» **Page extract**:
□ □ □ □ □ □ □

Re: Re: Update statement failed with "Multiple input rows matched for same row" in version 1.2.0,

sounak Thu, 19 Oct 2017 19:28:32 -0700

Slight rectification in typo of the query syntax

" select a.remark,a.id, getTupleId() as *tupleId* from c_indextest1 a,
c_indextest2
b where a.id=b.id;"


On Fri, Oct 20, 2017 at 7:54 AM, sounak <[email protected]> wrote:

> Internally, we call a UDF to generate the TupleId and based on that
> tupleId we decide if the row is duplicated or not. You can run a slightly
> tweaked query
>
> " select a.remark,a.id, getTupleId() as TupleId from c_indextest1 a, 
> c_indextest2
> b where a.id=b.id; "
>
> In order to prompt Multiple Input Rows most probably the getTupleId() will
> give duplicate entries.
>
> In between your given query runs fine with the data i have generated in
> house. So this is data dependent. So it will be good if we get
> *origin_data* or the script which has build the data for origin_data.
>
> On Fri, Oct 20, 2017 at 7:28 AM, yixu2001 <[email protected]> wrote:
>
>> dev
>>    one row record
>>
>>
>> yixu2001
>>
>> From: Liang Chen
>> Date: 2017-10-19 22:26
>> To: dev
>> Subject: Re: Re: Update statement failed with "Multiple input rows
>> matched for same row" in version 1.2.0,
>> Hi
>>
>> Execute the below query, return one row record or multiple row records ?
>> ---------------------------------
>> select a.remark from  c_indextest1 a where a.id=b.id
>>
>> Regards
>> Liang
>>
>>
>> yixu2001 wrote
>> > dev
>> >  You can follow the steps below to reproduce the problem.
>> > tables c_indextest2 has 1700w records and table c_indextest1 has about
>> 30w
>> > records.
>> >
>> > step 1:
>> > cc.sql("CREATE TABLE IF NOT EXISTS c_indextest2 (id string ,remark
>> string)

□ □ □ □ □ □ □

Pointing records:
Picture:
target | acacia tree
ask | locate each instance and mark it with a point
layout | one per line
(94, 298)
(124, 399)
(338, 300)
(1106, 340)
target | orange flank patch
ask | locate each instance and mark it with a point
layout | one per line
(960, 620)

□ □ □ □ □ □ □

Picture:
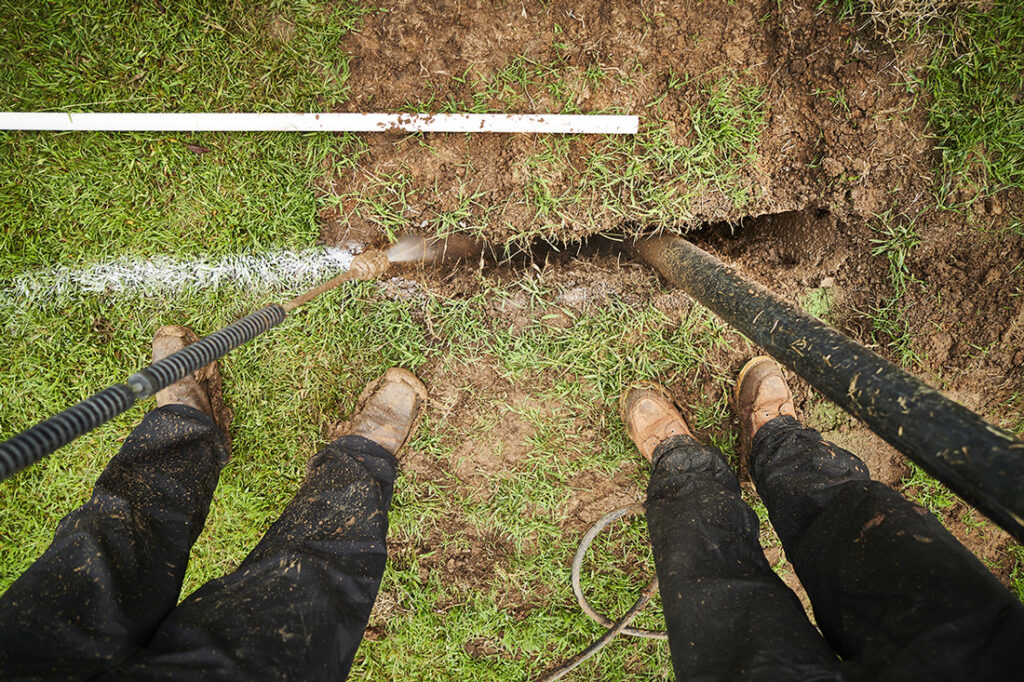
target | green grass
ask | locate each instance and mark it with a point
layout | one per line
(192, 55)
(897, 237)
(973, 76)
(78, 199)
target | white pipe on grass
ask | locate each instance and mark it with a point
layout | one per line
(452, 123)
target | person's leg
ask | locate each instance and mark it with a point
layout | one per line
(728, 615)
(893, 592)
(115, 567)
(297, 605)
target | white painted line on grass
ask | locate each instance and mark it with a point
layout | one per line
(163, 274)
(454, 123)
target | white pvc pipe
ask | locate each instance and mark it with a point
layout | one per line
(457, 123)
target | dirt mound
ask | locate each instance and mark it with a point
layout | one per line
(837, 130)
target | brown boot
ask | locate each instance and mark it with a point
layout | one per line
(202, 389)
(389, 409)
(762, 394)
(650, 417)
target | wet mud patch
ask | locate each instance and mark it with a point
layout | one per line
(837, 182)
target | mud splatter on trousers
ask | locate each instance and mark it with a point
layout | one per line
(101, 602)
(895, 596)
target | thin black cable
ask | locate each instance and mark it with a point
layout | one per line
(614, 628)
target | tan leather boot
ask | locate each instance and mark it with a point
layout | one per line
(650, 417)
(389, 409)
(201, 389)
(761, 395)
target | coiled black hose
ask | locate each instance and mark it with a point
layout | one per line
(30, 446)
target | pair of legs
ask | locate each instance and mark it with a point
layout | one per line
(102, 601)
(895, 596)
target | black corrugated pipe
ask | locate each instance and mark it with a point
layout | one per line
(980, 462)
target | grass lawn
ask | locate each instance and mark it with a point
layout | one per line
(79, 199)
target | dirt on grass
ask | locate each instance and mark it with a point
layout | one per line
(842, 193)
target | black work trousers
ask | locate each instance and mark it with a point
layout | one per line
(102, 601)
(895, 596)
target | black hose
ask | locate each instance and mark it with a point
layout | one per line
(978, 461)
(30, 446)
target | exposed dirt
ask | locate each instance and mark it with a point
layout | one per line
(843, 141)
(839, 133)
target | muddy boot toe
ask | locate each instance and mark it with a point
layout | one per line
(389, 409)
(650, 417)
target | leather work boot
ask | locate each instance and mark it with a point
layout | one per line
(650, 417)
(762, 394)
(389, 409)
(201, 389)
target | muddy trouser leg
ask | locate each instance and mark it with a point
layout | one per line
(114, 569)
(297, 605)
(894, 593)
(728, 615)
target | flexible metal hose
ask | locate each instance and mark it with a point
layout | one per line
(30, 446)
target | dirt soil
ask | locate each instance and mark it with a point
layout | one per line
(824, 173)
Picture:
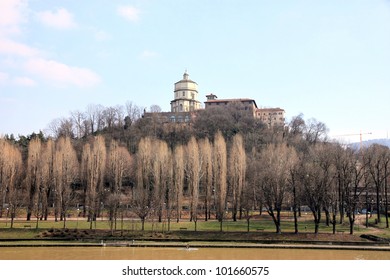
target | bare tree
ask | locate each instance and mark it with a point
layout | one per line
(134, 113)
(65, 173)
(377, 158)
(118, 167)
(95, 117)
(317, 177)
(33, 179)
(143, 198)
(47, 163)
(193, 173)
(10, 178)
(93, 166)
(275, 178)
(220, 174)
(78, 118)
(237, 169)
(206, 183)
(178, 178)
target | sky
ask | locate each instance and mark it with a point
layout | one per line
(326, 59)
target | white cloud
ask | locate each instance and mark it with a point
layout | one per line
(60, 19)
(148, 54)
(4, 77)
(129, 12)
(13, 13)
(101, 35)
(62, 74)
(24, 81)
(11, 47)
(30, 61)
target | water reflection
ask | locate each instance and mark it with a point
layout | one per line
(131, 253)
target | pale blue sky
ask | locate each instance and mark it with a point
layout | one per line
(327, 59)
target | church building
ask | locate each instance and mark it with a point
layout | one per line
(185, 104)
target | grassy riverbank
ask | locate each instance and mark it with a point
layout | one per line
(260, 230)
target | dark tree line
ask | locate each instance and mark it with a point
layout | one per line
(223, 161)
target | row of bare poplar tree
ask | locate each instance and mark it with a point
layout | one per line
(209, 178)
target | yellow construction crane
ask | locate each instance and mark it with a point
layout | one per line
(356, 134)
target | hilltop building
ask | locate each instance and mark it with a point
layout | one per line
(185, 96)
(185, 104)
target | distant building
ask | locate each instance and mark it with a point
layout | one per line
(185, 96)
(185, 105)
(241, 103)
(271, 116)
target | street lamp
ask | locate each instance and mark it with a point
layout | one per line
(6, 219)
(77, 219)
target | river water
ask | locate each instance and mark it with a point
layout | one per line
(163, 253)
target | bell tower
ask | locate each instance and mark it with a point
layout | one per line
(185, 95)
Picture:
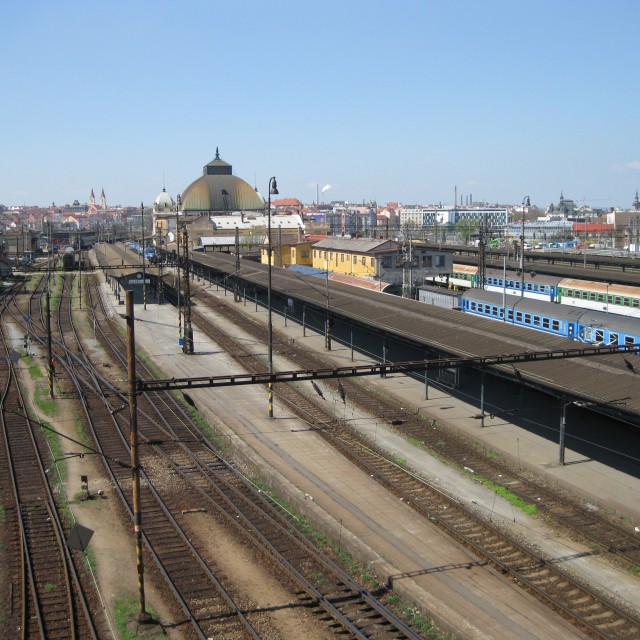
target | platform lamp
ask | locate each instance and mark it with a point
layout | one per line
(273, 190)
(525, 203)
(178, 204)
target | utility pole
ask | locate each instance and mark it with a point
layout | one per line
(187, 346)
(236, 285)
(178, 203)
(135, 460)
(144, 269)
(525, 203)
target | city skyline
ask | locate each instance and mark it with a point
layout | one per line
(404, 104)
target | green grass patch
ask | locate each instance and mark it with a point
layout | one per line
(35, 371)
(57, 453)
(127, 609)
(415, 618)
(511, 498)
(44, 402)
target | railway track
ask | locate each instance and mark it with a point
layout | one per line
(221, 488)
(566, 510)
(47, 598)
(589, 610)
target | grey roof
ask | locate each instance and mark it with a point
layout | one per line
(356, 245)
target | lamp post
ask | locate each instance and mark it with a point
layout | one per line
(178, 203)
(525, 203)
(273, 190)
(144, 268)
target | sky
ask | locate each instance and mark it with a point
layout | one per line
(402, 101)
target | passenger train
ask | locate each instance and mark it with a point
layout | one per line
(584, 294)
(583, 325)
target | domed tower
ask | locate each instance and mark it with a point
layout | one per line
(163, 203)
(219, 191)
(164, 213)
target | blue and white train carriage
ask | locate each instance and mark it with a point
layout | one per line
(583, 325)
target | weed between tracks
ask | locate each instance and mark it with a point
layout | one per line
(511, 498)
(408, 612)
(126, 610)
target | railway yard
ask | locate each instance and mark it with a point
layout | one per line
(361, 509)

□ □ □ □ □ □ □

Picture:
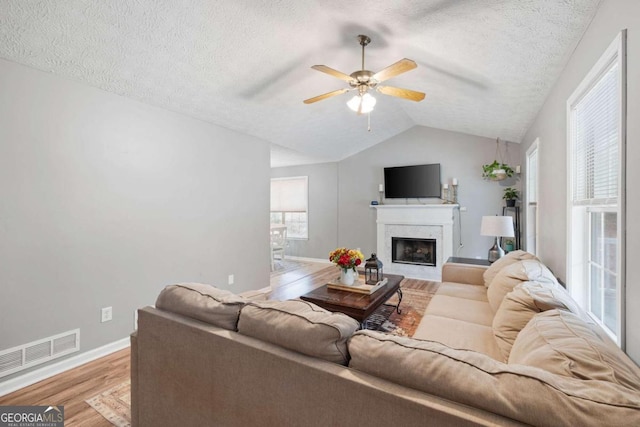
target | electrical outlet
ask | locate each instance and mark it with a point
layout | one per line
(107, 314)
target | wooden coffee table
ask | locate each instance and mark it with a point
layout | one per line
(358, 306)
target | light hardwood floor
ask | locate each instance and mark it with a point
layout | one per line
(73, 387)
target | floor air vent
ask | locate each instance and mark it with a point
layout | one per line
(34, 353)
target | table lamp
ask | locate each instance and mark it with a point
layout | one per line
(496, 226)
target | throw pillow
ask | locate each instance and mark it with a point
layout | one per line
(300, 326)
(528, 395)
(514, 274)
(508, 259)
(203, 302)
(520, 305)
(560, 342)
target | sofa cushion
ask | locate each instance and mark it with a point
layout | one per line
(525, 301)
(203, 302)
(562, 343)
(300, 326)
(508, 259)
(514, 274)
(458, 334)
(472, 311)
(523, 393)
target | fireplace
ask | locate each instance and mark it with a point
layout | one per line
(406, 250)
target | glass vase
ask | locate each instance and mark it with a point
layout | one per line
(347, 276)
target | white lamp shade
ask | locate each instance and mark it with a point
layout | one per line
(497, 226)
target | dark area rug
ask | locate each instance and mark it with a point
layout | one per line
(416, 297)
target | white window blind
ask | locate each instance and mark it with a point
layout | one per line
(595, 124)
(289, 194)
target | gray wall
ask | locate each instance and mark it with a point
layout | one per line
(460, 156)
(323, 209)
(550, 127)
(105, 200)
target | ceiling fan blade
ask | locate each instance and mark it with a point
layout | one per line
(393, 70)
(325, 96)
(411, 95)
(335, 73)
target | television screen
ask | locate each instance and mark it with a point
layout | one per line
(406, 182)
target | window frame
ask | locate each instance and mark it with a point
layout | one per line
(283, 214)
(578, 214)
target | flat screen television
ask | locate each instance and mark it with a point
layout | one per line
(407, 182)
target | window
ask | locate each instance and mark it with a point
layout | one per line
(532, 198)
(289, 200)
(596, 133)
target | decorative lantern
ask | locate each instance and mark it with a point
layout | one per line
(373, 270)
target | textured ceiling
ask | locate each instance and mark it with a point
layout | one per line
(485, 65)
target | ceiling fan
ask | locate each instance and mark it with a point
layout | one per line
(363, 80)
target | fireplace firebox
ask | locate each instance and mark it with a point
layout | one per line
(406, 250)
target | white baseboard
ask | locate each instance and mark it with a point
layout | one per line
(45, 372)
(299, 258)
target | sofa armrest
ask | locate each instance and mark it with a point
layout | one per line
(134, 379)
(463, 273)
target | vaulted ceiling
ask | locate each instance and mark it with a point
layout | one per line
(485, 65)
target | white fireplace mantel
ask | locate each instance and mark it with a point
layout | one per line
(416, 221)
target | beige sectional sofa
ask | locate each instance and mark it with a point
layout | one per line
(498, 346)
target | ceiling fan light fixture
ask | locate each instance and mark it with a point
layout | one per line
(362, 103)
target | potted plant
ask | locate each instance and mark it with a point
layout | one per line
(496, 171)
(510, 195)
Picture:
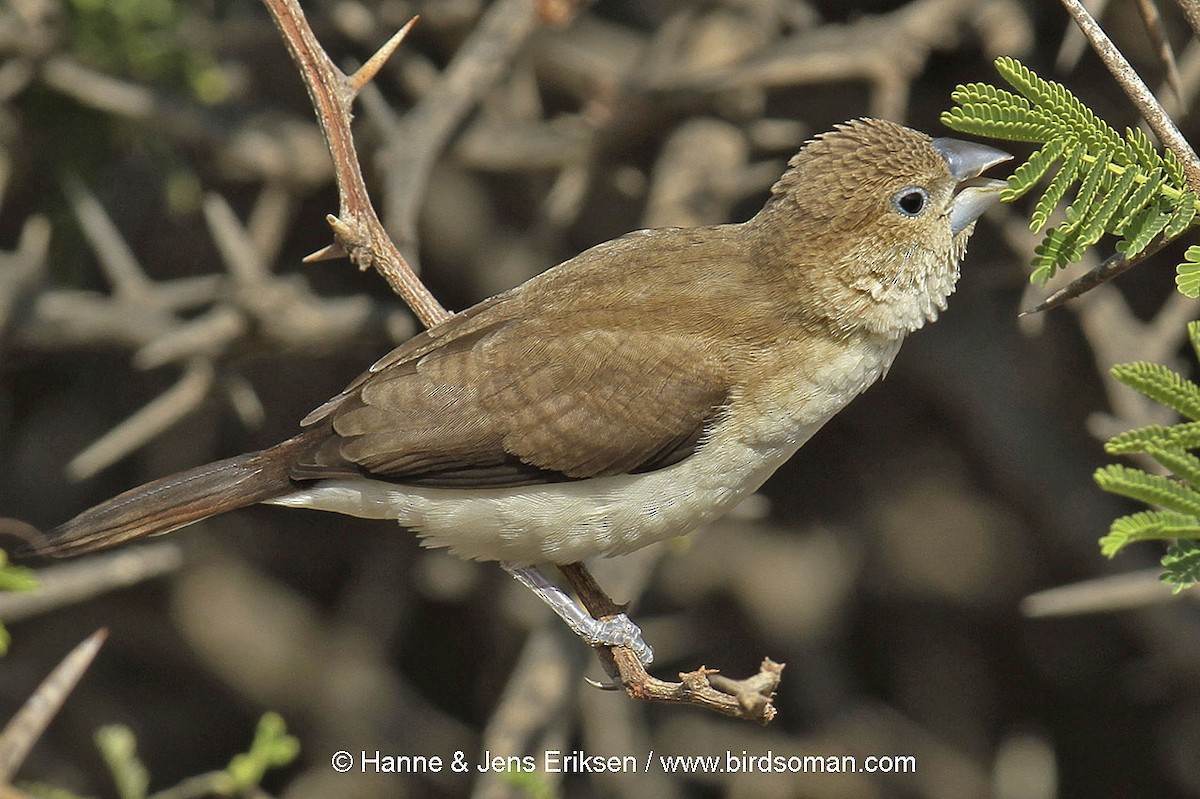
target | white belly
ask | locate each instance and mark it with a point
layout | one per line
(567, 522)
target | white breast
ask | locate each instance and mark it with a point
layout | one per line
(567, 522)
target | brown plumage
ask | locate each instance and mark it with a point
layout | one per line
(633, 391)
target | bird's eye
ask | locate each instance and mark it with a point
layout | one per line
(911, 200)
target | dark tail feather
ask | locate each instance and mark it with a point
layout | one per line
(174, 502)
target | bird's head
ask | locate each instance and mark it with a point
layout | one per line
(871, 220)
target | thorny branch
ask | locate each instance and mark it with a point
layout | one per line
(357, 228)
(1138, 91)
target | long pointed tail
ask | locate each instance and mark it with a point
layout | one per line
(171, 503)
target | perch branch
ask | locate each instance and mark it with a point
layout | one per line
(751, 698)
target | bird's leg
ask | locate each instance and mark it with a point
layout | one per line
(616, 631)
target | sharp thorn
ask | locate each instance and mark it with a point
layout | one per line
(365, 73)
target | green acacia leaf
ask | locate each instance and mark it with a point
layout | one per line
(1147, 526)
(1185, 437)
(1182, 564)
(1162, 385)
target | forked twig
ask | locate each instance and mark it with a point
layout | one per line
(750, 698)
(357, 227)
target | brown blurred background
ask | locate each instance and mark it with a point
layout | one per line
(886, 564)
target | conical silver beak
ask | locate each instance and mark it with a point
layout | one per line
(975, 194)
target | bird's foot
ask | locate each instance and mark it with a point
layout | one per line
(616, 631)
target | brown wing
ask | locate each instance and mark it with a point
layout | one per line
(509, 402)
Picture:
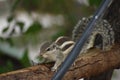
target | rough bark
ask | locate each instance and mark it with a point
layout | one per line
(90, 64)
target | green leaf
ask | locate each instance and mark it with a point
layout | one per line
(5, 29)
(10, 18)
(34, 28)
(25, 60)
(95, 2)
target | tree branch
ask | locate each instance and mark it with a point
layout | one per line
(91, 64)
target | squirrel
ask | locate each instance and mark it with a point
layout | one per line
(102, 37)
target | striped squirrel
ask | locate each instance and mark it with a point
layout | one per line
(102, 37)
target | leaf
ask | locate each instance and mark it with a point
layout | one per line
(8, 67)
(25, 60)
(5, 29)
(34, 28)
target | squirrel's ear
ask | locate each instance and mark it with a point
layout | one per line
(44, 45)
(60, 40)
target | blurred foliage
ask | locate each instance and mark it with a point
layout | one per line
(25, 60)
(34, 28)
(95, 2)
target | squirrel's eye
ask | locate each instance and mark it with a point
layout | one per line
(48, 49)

□ □ □ □ □ □ □

Copy the stretch of the update statement thread from "On Fri, Oct 20, 2017 at 7:54" through "give duplicate entries.".

On Fri, Oct 20, 2017 at 7:54 AM, sounak <[email protected]> wrote:

> Internally, we call a UDF to generate the TupleId and based on that
> tupleId we decide if the row is duplicated or not. You can run a slightly
> tweaked query
>
> " select a.remark,a.id, getTupleId() as TupleId from c_indextest1 a, 
> c_indextest2
> b where a.id=b.id; "
>
> In order to prompt Multiple Input Rows most probably the getTupleId() will
> give duplicate entries.